═════ TESTO DELLA PAGINA

Chi è e cosa fa l’allevatore di formaggi
L'allevatore di formaggi è una figura diversa dal casaro e dallo stagionatore. Abbiamo chiesto a Guffanti 1876 come si diventa allevatori e cosa significa fare questo lavoro
- Cosa significa fare l'allevatore di formaggi
- Come si diventa allevatore di formaggi
- La differenza tra allevatore e stagionatore
Se un formaggio è buono, bisogna fare appello non solo al casaro, ma anche all’ “allevatore di formaggi”. E guai a confondere le due figure, l’allevatore di formaggi non è né un casaro, né uno stagionatore. Si occupa della seconda trasformazione del formaggio, gli dà il carattere altrimenti destinato a restare inespresso.
In Italia, se diciamo allevatore di formaggi, pensiamo immediatamente all’azienda Guffanti 1876 di Arona, che fa questo lavoro da tanti, tanti anni. Ancor prima che il termine venisse usato, o meglio abusato, spesso solo in modo autoreferenziale. Per capire cosa significhi fare questo mestiere professionalmente (perché sì, non basta saper sistemare dei formaggi tra gli scaffali per auto proclamarsi allevatore), abbiamo chiesto lumi a uno dei titolari della realtà piemontese, Giovanni Guffanti Fiori.
Cosa significa fare l'allevatore di formaggi
Guffanti 1876 è un’azienda che non produce formaggi, né li stagiona, ma li alleva. Cosa significa?
Noi della Guffanti “semplicemente” ricerchiamo, selezioniamo e valorizziamo prodotti caseari scelti in ogni regione d’Italia e, in parte, in Europa.
La sintesi che illustra il primo presupposto fondamentale che ci guida può essere espressa come segue. Ci occupiamo (quasi) esclusivamente di formaggi (di vacca, pecora, capra e bufala) prodotti da casari che gestiscono la loro mandria, quando la stagione lo permette, liberamente sul pascolo spontaneo e, quando non è possibile, in stalla, badando però ad alimentarla con erba e/o fieno (preferibilmente della propria azienda e con dosi di integrazione che siano contenute a un limite max del 30%), e trasformano il proprio latte, preferibilmente crudo, e sul luogo di mungitura.

══════════
═════ ESTRATTI DEI DATI

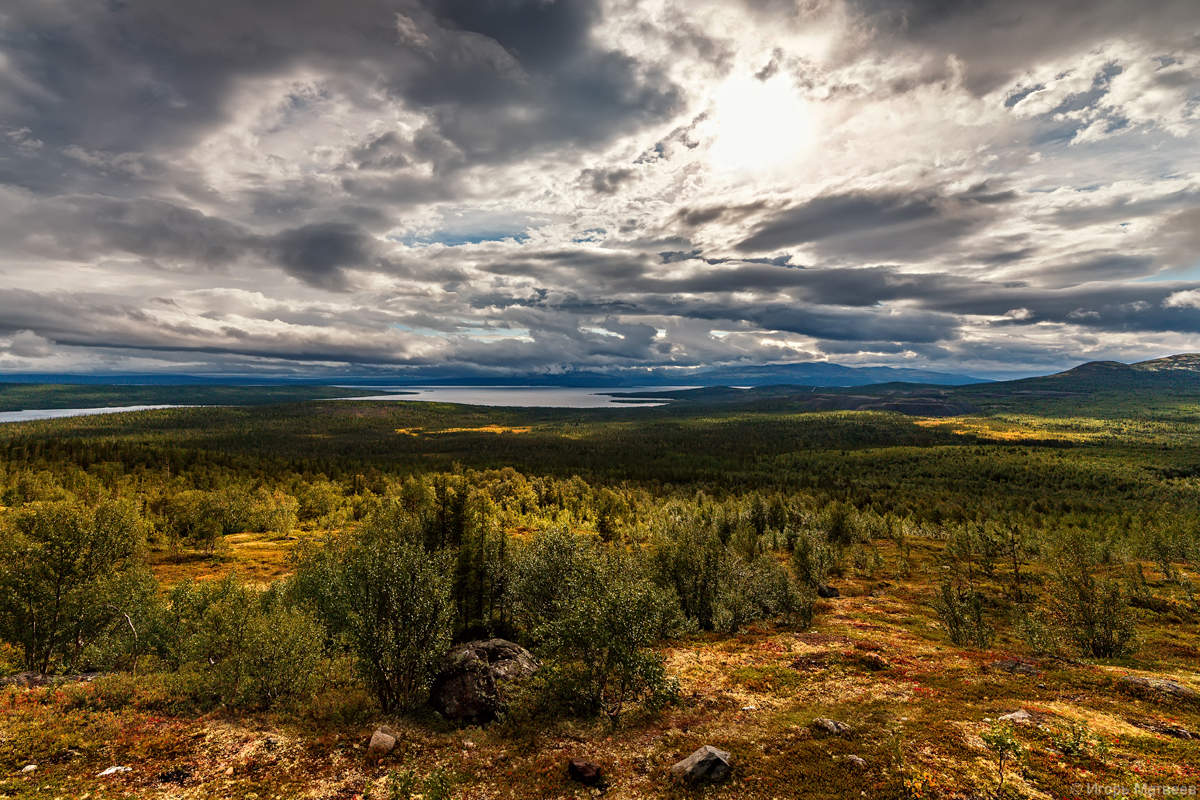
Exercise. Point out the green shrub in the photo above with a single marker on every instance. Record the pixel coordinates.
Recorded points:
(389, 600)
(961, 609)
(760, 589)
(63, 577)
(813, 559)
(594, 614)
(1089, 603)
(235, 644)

══════════

* [CONSEGNA]
Risponda alle seguenti domande basandosi sull'articolo sull'allevatore di formaggi.
(a) In quale località ha sede l'azienda Guffanti 1876?
(b) A quale titolare dell'azienda sono stati chiesti chiarimenti sul mestiere?
(c) Quale limite massimo viene indicato per le dosi di integrazione nell'alimentazione della mandria?

* [RISPOSTA]
(a) Arona.
(b) Giovanni Guffanti Fiori.
(c) Il 30%.